Return the data exactly, with all pictures removed.
##### LISTING #####
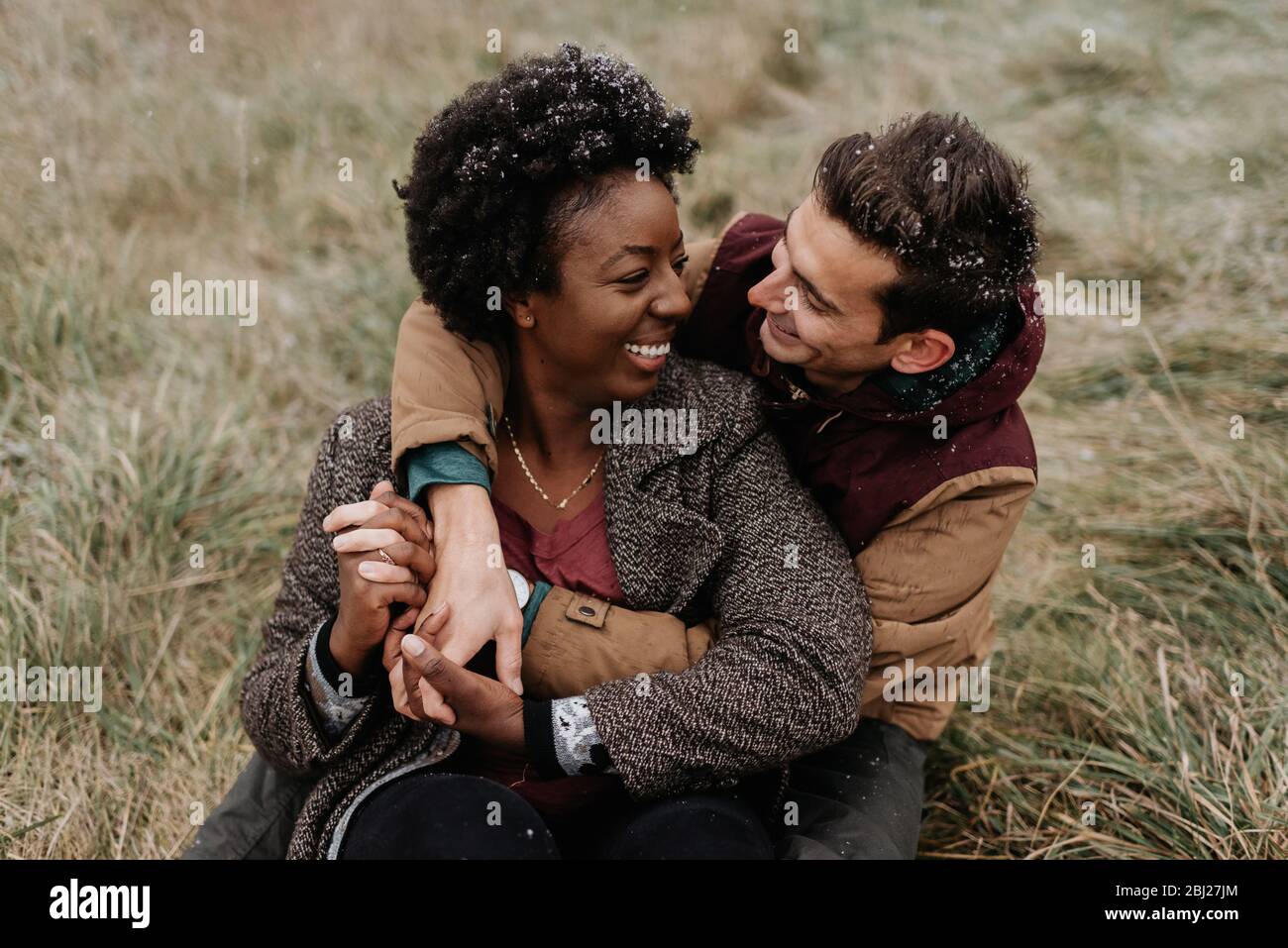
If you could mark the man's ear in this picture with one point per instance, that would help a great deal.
(922, 352)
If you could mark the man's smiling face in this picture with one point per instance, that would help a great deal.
(823, 305)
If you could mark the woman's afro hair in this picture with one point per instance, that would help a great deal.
(488, 201)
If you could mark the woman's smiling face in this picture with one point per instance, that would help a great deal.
(605, 333)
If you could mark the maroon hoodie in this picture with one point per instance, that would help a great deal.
(866, 455)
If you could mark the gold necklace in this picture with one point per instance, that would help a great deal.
(561, 505)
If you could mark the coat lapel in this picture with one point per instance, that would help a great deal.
(660, 530)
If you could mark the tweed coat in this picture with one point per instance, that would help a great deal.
(722, 531)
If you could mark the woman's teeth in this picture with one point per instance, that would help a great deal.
(649, 351)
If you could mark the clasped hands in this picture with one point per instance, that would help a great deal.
(424, 648)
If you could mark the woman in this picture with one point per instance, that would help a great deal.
(531, 224)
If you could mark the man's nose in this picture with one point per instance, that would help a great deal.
(768, 294)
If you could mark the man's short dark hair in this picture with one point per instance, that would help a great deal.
(949, 205)
(500, 176)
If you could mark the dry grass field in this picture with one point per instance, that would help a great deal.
(1151, 685)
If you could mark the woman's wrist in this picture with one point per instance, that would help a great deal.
(352, 657)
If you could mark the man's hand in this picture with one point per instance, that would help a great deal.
(369, 583)
(475, 704)
(472, 575)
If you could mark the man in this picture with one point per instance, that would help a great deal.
(893, 324)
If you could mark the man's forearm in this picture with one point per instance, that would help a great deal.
(462, 513)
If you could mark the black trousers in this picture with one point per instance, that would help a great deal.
(445, 815)
(859, 798)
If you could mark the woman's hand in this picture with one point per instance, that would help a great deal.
(476, 704)
(369, 584)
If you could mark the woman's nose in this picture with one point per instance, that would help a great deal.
(674, 303)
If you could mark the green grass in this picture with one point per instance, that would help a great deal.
(1112, 685)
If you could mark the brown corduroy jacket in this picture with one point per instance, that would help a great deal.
(692, 535)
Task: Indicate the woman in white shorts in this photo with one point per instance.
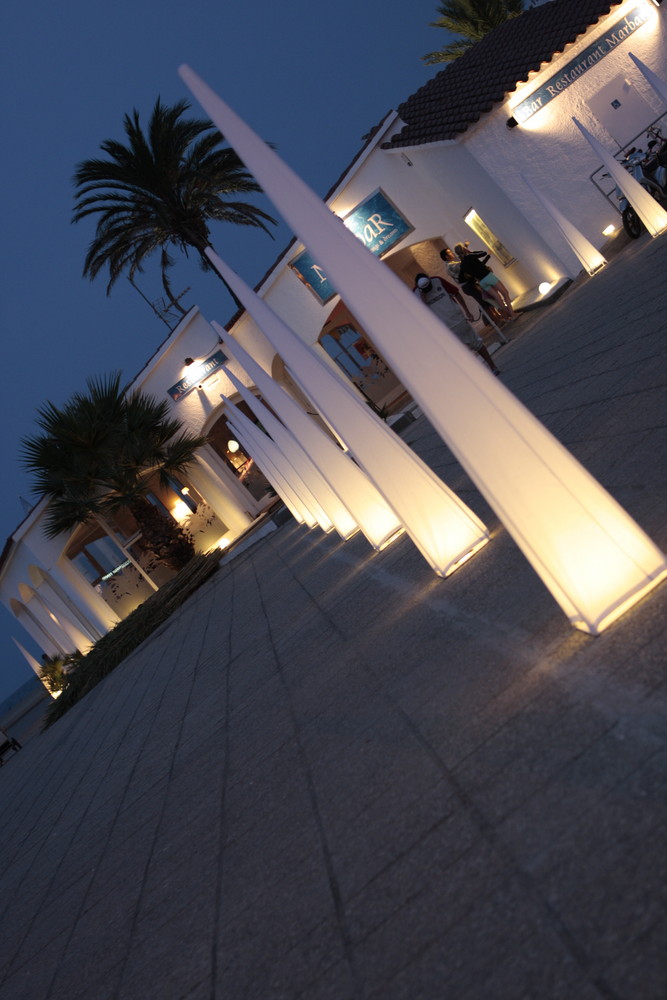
(473, 265)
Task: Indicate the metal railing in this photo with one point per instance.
(598, 177)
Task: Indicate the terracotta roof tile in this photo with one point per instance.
(470, 86)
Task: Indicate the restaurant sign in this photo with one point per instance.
(195, 377)
(590, 57)
(376, 222)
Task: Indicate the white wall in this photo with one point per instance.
(550, 150)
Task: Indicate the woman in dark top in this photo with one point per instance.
(473, 267)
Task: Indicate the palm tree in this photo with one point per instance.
(160, 190)
(96, 454)
(472, 19)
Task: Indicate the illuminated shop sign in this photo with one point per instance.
(195, 377)
(590, 57)
(376, 222)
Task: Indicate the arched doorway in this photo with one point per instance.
(258, 494)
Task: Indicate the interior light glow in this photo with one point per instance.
(180, 510)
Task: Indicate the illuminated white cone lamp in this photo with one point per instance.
(647, 208)
(283, 490)
(304, 467)
(444, 530)
(595, 560)
(271, 462)
(373, 515)
(590, 256)
(298, 509)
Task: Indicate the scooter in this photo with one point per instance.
(650, 169)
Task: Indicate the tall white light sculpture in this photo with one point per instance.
(658, 85)
(444, 530)
(593, 557)
(370, 511)
(279, 484)
(272, 463)
(589, 255)
(647, 208)
(303, 465)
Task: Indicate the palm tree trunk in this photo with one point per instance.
(162, 535)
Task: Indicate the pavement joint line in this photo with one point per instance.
(122, 966)
(334, 886)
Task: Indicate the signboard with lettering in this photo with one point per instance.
(376, 222)
(194, 377)
(590, 57)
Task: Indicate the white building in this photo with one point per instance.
(450, 165)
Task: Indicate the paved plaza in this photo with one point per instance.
(333, 776)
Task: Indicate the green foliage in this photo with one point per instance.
(160, 190)
(472, 20)
(109, 651)
(95, 455)
(55, 670)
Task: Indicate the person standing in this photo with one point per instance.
(473, 265)
(446, 301)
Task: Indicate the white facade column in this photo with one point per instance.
(231, 509)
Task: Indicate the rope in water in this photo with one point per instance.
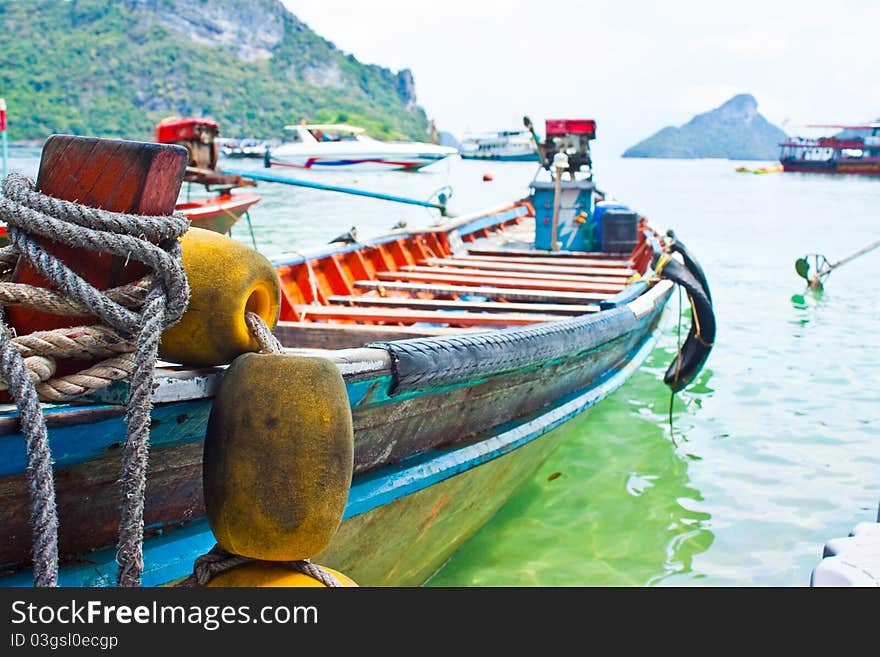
(152, 241)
#####
SOLUTION TO THIS TASK
If you could mark the man's ear in this picture with one point per instance, that would help a great deal.
(922, 352)
If you could mark the man's smiling face in this picture with one point per instance, that would help a great deal.
(823, 305)
If you could mark the woman's afro hair in this picture with one point per instance, that would help a great deal.
(488, 201)
If you could mark the woman's smiling face in this picture with one point per instance, that would help a great deal.
(605, 333)
If you could mark the maroon hoodie in this picture with one point per instance, that would help a great deal.
(866, 455)
If you could mark the gold necklace in this picture with one point per instance, that would help a great deal.
(561, 505)
If you could mark the coat lapel in this picture with one point per instance, that would help a great deal.
(660, 530)
If you could mark the tweed coat in this picture with one point per instance, that would help a great deal.
(722, 531)
If you could mark the woman's teeth in this picture with one point per instance, that would help a great deal.
(649, 351)
If you could mark the clasped hands in this picture with one point per instance, that would help a great deal.
(424, 648)
If you could mark the woman in this picture with one point per instance, that would help a great deal.
(531, 224)
If you could mark the man's nose in this picture with one point per instance, that would help a great deal.
(768, 294)
If you could mark the man's short dark hair in this picture with one point per instance, that would help a great deal.
(949, 205)
(500, 176)
If you could mark the dry grass field in this picture with one point per instance, that would help a great deal.
(1151, 685)
If you could mark the woman's wrist in this picture with one point per instance, that would help a great deal.
(352, 657)
If you could mark the man's hand in this picture with one point per instance, that would help a great deal.
(369, 583)
(475, 704)
(472, 575)
If you could mark the man in this picture with one point per instance, that would help a great deal.
(893, 324)
If you could mark the man's forearm in this picture with one point per instance, that would help a great deal.
(462, 513)
If you could mark the black trousers in this picture with one point per instance, that would help a great deal.
(445, 815)
(859, 798)
If you could mark the woman's hand in this picture with one point per instance, that would help a great deal.
(476, 704)
(369, 584)
If you could mark the woman's nose in this picture with one point per instance, that would help a great deal.
(674, 303)
If you could mark the green grass in this picture with one point per instance, that would help a great deal.
(1112, 685)
If you could mark the brown corduroy jacket in this picture with one point per instance, that would help a great deal.
(692, 535)
Task: Indicate the woman in white shorts in this photo with one point per instance.
(473, 265)
Task: Indicate the metal railing in this photo with one point per instance.
(598, 177)
Task: Indicate the terracotta roof tile in this photo with one point per instance.
(470, 86)
Task: Indicate the restaurant sign in this photo with one point per instance.
(195, 377)
(590, 57)
(376, 222)
Task: Indicate the white wall in this photo with one point per instance.
(550, 150)
Task: Indicate the woman in dark top in this photo with one point per instance.
(473, 267)
Task: Indicate the palm tree in this photo with one point per instance.
(160, 190)
(96, 454)
(472, 19)
Task: Indicate the illuminated shop sign in this photo with one point per instance.
(195, 377)
(590, 57)
(376, 222)
Task: Indicate the arched doorway in this photo with one point per instance.
(258, 494)
Task: Indicate the interior light glow in this photo with one point per instance.
(180, 510)
Task: Indicate the illuminated white cone lamp in this photo with one point per instance.
(647, 208)
(283, 490)
(304, 467)
(444, 530)
(595, 560)
(271, 462)
(373, 515)
(590, 256)
(298, 509)
Task: Indicate the scooter in this photo with one point per instance.
(650, 169)
Task: Indicate the tall white light sculpture in this photo with one point per instance.
(658, 85)
(444, 530)
(593, 557)
(370, 511)
(279, 484)
(272, 463)
(589, 255)
(647, 208)
(303, 465)
Task: Indicate the palm tree trunk in this photo with one point per instance.
(162, 535)
Task: Indicate the pavement joint line in this photo with one point per instance.
(122, 966)
(334, 886)
Task: Indicate the signboard with lettering in this photo with one point per instance.
(376, 222)
(194, 377)
(590, 57)
Task: Indicate the white building in this photo with one point per instance.
(450, 165)
Task: Indicate the paved plaza in this photo with one point per instance.
(333, 776)
Task: Indicate the green foliage in this photo with one point per instance.
(160, 190)
(472, 20)
(109, 651)
(95, 455)
(55, 670)
Task: Indicate the person standing in this photo with one point per instance.
(473, 265)
(446, 301)
Task: Indicate the white facade column in this photo with one point per instance.
(231, 509)
Task: Indicate the rope in water in this photo with one point per instance.
(152, 241)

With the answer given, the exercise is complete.